[Collected data]
******

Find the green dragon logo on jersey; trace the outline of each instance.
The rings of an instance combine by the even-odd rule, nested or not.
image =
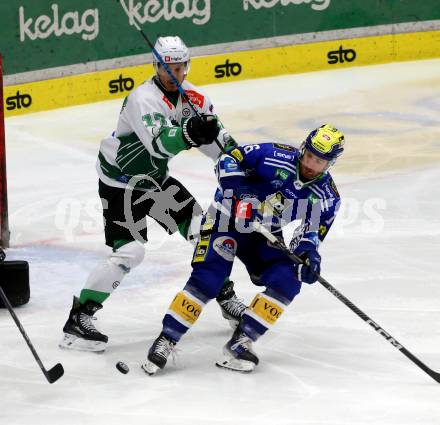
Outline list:
[[[275,177],[279,177],[281,180],[287,180],[290,176],[290,173],[286,170],[283,170],[281,168],[277,168],[277,171],[275,173]]]
[[[308,196],[307,199],[309,200],[309,202],[310,202],[312,205],[315,205],[317,202],[319,202],[319,198],[318,198],[318,196],[316,196],[314,193],[311,193],[311,194]]]

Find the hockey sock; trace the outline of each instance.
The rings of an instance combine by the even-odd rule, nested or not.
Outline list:
[[[79,302],[95,301],[102,304],[119,286],[125,272],[116,264],[106,260],[90,273],[84,289],[79,295]]]
[[[286,304],[265,292],[257,294],[243,314],[240,328],[256,341],[275,324],[286,307]]]
[[[94,301],[102,304],[110,296],[107,292],[94,291],[93,289],[82,289],[79,293],[79,303],[84,304],[87,301]]]
[[[205,303],[187,290],[178,292],[163,318],[163,333],[174,341],[197,321]]]
[[[144,246],[137,241],[116,241],[111,255],[90,273],[79,302],[102,304],[119,286],[124,276],[138,266],[145,255]]]

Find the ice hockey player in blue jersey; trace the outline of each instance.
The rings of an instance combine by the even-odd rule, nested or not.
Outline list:
[[[162,369],[174,346],[219,293],[238,257],[254,284],[265,287],[245,310],[217,366],[250,372],[258,364],[252,343],[271,328],[300,292],[320,273],[319,244],[338,211],[340,197],[328,169],[342,154],[344,135],[326,124],[313,130],[300,149],[278,143],[240,146],[217,163],[219,188],[201,227],[192,273],[171,302],[162,332],[142,368]],[[291,251],[307,265],[291,262],[256,232],[258,221],[282,237],[282,227],[300,224]],[[307,260],[307,261],[306,261]]]

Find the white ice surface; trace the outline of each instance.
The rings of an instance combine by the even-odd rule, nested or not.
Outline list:
[[[351,68],[211,85],[241,142],[299,144],[330,121],[347,137],[333,176],[344,208],[322,246],[322,274],[433,369],[440,370],[440,61]],[[49,385],[7,311],[0,311],[0,424],[438,425],[440,385],[320,284],[304,286],[255,344],[250,375],[214,366],[231,331],[209,304],[179,344],[176,364],[140,362],[190,272],[191,247],[150,230],[144,263],[98,313],[105,354],[57,344],[73,294],[105,257],[94,164],[120,101],[7,120],[11,248],[30,263],[31,301],[17,308]],[[197,152],[171,163],[206,205],[212,164]],[[254,287],[240,263],[237,292]],[[131,371],[122,375],[119,360]]]

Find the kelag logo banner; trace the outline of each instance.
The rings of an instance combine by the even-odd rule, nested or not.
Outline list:
[[[130,15],[130,24],[154,23],[160,20],[190,19],[195,25],[204,25],[211,18],[211,0],[137,1],[122,0]]]
[[[80,34],[83,40],[94,40],[99,34],[98,9],[86,9],[81,13],[78,10],[68,9],[63,13],[57,3],[52,4],[50,13],[39,16],[26,14],[26,9],[18,9],[20,25],[20,41],[26,38],[36,40],[45,39],[51,35],[55,37]]]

******

[ABOUT THIS TASK] Look at the records above. Copy every line where the string "logo" occurs.

[ANSWER SECTION]
Find the green dragon logo on jersey; trace the outline of each instance.
Find the kelag logo banner; trace the outline of each instance.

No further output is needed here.